* begin DATASET RECORDS *

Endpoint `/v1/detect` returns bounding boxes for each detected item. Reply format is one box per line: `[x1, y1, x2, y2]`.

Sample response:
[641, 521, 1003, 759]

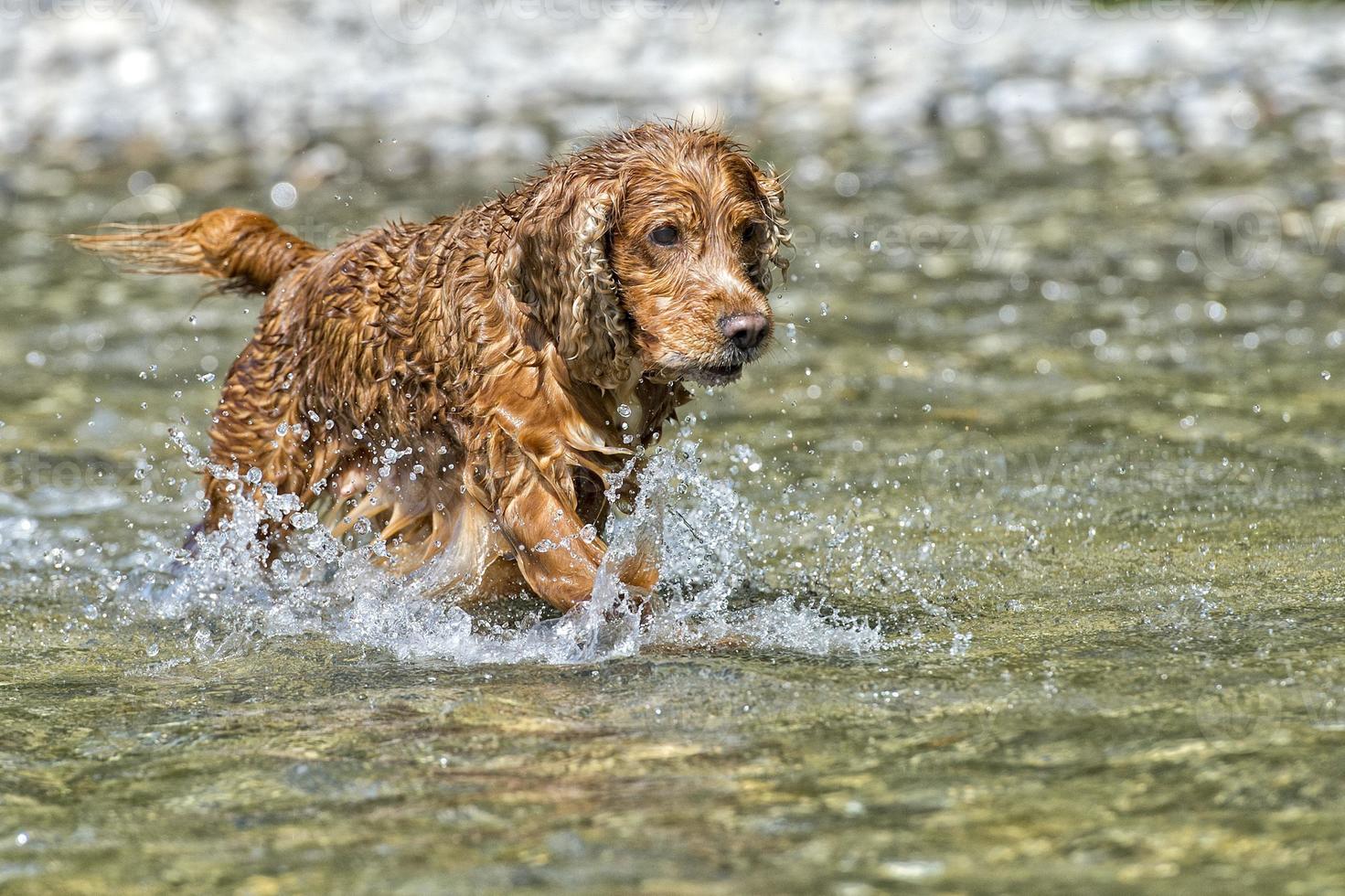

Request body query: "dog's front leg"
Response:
[500, 476, 659, 611]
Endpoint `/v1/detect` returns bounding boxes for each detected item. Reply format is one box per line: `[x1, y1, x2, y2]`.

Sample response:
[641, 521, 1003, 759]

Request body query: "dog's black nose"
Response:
[721, 315, 771, 351]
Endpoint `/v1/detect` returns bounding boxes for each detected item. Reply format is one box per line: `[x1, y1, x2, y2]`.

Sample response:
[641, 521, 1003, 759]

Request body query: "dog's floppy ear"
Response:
[748, 160, 789, 292]
[519, 179, 634, 389]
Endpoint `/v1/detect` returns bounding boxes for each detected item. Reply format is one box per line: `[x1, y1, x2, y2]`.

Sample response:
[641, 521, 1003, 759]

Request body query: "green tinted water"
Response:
[0, 131, 1345, 893]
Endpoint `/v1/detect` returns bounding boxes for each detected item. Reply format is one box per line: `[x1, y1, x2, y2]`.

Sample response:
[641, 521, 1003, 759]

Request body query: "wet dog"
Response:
[72, 123, 788, 610]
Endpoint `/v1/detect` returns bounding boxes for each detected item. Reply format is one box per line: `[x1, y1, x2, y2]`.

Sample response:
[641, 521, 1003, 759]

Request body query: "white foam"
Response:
[131, 443, 891, 663]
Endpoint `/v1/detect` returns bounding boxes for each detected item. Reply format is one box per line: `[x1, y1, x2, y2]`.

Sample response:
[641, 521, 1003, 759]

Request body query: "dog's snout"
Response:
[720, 314, 771, 351]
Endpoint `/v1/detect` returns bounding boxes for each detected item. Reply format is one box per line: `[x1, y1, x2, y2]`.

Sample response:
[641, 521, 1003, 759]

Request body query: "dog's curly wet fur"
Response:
[74, 123, 788, 610]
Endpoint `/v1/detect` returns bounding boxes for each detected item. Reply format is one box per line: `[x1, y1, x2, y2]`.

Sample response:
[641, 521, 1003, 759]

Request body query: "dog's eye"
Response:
[649, 225, 678, 246]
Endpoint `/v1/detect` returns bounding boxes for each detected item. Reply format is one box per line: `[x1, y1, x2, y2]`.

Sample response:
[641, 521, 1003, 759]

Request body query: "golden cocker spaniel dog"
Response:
[74, 123, 788, 610]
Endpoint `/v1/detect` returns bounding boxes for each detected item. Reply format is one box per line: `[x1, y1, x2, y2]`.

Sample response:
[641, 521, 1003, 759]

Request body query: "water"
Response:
[0, 4, 1345, 893]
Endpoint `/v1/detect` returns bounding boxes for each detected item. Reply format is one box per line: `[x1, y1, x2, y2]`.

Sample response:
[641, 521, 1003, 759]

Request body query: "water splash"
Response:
[118, 442, 891, 665]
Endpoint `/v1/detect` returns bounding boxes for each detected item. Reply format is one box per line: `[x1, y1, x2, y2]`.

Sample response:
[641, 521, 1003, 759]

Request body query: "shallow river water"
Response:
[0, 3, 1345, 893]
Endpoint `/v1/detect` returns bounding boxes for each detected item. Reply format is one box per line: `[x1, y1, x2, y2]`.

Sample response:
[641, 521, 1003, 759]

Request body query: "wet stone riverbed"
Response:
[0, 4, 1345, 893]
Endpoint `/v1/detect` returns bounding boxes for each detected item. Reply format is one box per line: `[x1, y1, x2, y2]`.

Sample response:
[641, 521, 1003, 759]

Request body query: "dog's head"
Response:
[510, 125, 789, 385]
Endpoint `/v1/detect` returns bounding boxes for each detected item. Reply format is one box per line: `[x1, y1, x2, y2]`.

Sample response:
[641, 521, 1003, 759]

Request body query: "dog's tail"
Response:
[69, 208, 323, 292]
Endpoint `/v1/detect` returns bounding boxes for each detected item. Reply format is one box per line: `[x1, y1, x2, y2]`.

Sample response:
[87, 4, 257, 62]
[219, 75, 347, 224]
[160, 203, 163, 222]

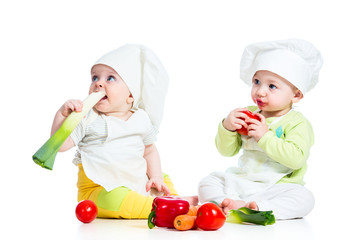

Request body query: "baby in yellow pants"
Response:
[52, 45, 197, 218]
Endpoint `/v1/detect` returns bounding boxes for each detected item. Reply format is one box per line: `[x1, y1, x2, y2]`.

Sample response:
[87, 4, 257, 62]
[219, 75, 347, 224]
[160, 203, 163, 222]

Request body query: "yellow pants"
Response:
[77, 164, 177, 218]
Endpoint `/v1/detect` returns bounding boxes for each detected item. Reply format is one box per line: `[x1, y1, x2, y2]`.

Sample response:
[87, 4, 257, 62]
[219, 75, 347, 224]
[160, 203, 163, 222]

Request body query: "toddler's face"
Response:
[89, 64, 134, 115]
[251, 70, 303, 117]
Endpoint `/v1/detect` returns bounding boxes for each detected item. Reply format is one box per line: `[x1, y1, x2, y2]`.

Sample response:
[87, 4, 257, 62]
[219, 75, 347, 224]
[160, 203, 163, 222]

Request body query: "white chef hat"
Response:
[94, 44, 169, 129]
[240, 39, 323, 94]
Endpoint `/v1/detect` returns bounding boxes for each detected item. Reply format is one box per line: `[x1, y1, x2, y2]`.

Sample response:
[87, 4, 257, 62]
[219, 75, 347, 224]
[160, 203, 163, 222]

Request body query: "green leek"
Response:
[32, 91, 105, 170]
[226, 207, 275, 226]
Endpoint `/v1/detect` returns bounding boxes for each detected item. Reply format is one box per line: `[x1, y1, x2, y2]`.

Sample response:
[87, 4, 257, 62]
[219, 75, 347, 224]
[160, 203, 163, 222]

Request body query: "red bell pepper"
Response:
[148, 196, 190, 229]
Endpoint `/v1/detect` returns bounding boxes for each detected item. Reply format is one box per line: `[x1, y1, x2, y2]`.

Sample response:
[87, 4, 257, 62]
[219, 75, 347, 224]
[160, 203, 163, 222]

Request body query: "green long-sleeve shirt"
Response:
[215, 106, 314, 185]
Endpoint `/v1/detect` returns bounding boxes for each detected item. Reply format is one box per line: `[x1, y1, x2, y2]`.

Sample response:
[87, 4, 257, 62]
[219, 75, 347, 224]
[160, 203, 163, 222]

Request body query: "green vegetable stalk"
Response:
[32, 91, 105, 170]
[226, 207, 275, 226]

* end DATASET RECORDS *

EXERCISE. Please rewrite all of the records above with "Request body query" renamed to "Search query" and everything else left as it is. Omit the pictures.

SOLUTION TO THIS PROBLEM.
Endpoint `/v1/detect` returns bounding boxes for each detected item. Reply format is one box per line: `[x1, y1, x2, y2]`.

Sample response:
[641, 521, 1003, 759]


Search query: "dog's front leg"
Response:
[500, 476, 659, 611]
Endpoint `/v1/detect` returns bounding boxes for each detected item. Reply format is one box per line: `[x1, y1, x2, y2]`.

Sample response:
[641, 521, 1003, 759]

Search query: "dog's black nose"
Response:
[721, 315, 771, 351]
Endpoint `/v1/detect` returns bounding boxes for each detected item. Reply format is one box per line: `[x1, y1, x2, y2]`.

Sample response:
[641, 521, 1003, 759]

Search query: "dog's floppy ear"
Response:
[748, 160, 789, 292]
[519, 179, 634, 389]
Endpoint `/v1/detect` returns bounding boxes for each detected item. Reply format is one box per line: `[x1, y1, x2, y2]`.

Sample response:
[641, 521, 1003, 759]

Search query: "green tinted water"
Response:
[0, 131, 1345, 893]
Endpoint `/v1/detect` returns bounding boxes for each detected item. Reply format is one box per line: `[x1, y1, x2, y2]`.

Sample response:
[641, 521, 1003, 759]

Search query: "wet dog"
Response:
[72, 123, 788, 610]
Endpoint `/v1/detect` returns bounding boxes for each detected item. Reply format is one box per line: `[x1, y1, x2, y2]`.

Sample response:
[641, 521, 1003, 759]

Search query: "white foam"
Response:
[131, 443, 891, 663]
Endpoint `/v1/detect` returns bounding boxes for each detected item. Reply format is one box per line: `[x1, y1, x2, y2]`.

Sample response:
[641, 521, 1003, 759]

Search query: "dog's snout"
Response:
[720, 314, 771, 351]
Endpoint `/v1/detect` returns bounding boxes for each detected item. Reply format is one box per line: `[x1, y1, x2, y2]`.

Sample response:
[641, 521, 1003, 759]

Search query: "dog's curly wet fur"
Response:
[74, 123, 788, 610]
Endpoint `/v1/detect` returns bounding boxes for each detected item. Reply format is one box per line: `[x1, y1, x2, y2]`.

Sample response:
[641, 521, 1003, 759]

Search query: "dog's eye"
Response:
[649, 225, 678, 246]
Endpoint `/v1/detect` returns bounding boxes for each detected item. Reply format is one box per line: `[x1, y1, x2, y2]`.

Sample response:
[641, 521, 1003, 759]

Search query: "golden cocker spaniel dog"
Response:
[74, 123, 788, 610]
Endpoint `/v1/detect` returns bounding boxes for each detected item. Reply format is one box per line: `[x1, y1, x2, y2]`.

Sample response:
[641, 521, 1003, 759]

Search query: "water"
Response:
[0, 4, 1345, 893]
Endpoint `/v1/detect` returns bounding boxes for each detected item. Reply format is one box per line: `[x1, y1, x2, y2]`.

Sample response:
[641, 521, 1003, 759]

Search query: "water splash"
Response:
[118, 442, 891, 665]
Endpoint `/v1/detect` returns bounding boxes for each detected item. Reply format is one box per line: `[x1, y1, x2, y2]`.

Sample response:
[641, 521, 1003, 759]

Search query: "shallow river water"
Response:
[0, 3, 1345, 893]
Endpoint `/v1/detect` returns bounding boxes for each detected item. Reply format is one box per line: `[x1, y1, x2, y2]`.

Sample response:
[641, 521, 1003, 759]

Search query: "wet stone riverbed"
Response:
[0, 4, 1345, 893]
Endpoint `/v1/detect` returns bounding boxes for each detected item. Reply format is one box per line: `[x1, y1, x2, y2]`.

Sample response:
[641, 521, 1003, 759]

Search query: "dog's head"
Response:
[510, 125, 789, 385]
Endpoint `/v1/detect` returns bounding boxes for each detected item. Reply format is one box per line: `[x1, y1, x2, y2]`.

Sample response:
[641, 521, 1003, 759]

Search query: "dog's tail"
Response:
[69, 208, 323, 292]
Endpoint `/v1/detect` returns bounding boxes for each detected item. Reply format is one box per line: `[x1, y1, x2, y2]`.

Sample response:
[87, 4, 257, 62]
[219, 75, 347, 224]
[160, 203, 163, 222]


Search query: "baby in yellow pants"
Response:
[52, 45, 197, 218]
Endpoint `/v1/detect` returns bounding boxes for each detected item. Reply format is one box per line: `[x1, y1, x2, y2]`.

Sample response:
[87, 4, 257, 62]
[219, 75, 347, 224]
[160, 203, 163, 222]

Search query: "yellow pants"
Response:
[77, 164, 177, 218]
Endpoint `/v1/detect` returns bounding boxes for each detected item. Reply format is one box per line: `[x1, y1, x2, y2]`.

Sample response:
[87, 4, 257, 62]
[219, 75, 347, 224]
[160, 203, 163, 222]

Search query: "toddler's face"
Response:
[89, 64, 134, 115]
[251, 70, 303, 117]
Endpoint `/v1/detect` returns bounding boxes for each detected item. Reply format is one box per line: `[x1, y1, x2, y2]`.

Sample response:
[87, 4, 257, 62]
[219, 75, 347, 224]
[160, 203, 163, 222]

Search query: "white chef hat"
Response:
[94, 44, 169, 129]
[240, 39, 323, 94]
Endpoint `/v1/detect` returns bounding boxes for each detected item. Reply format is one box per line: `[x1, y1, x2, y2]`.

Sample response:
[87, 4, 257, 62]
[219, 75, 347, 224]
[160, 203, 163, 222]

Search query: "green leek"
Response:
[32, 91, 105, 170]
[226, 207, 275, 226]
Endpoint `/v1/detect` returns bounding boxes for each detected item. Reply format is one box per line: `[x1, y1, x2, y2]`.

Sample response:
[87, 4, 257, 62]
[219, 75, 347, 224]
[160, 203, 163, 222]

Search query: "red bell pepper"
Response:
[148, 196, 190, 229]
Endpoint `/v1/detect` returns bounding boxes for each detected item. Reply format is one box per line: `[x1, y1, x2, y2]`.

Sample response:
[87, 4, 257, 62]
[219, 75, 347, 224]
[160, 203, 163, 222]

Search query: "green long-sleeve shirt"
Response:
[215, 106, 314, 185]
Endpoint `/v1/detect` returns bounding boxes for each detected item. Reply format is one box per line: `[x1, y1, x2, y2]`.

Sample response:
[87, 4, 257, 62]
[219, 75, 347, 224]
[160, 203, 163, 222]

Search query: "green vegetable stalk"
Response:
[32, 91, 105, 170]
[226, 207, 275, 226]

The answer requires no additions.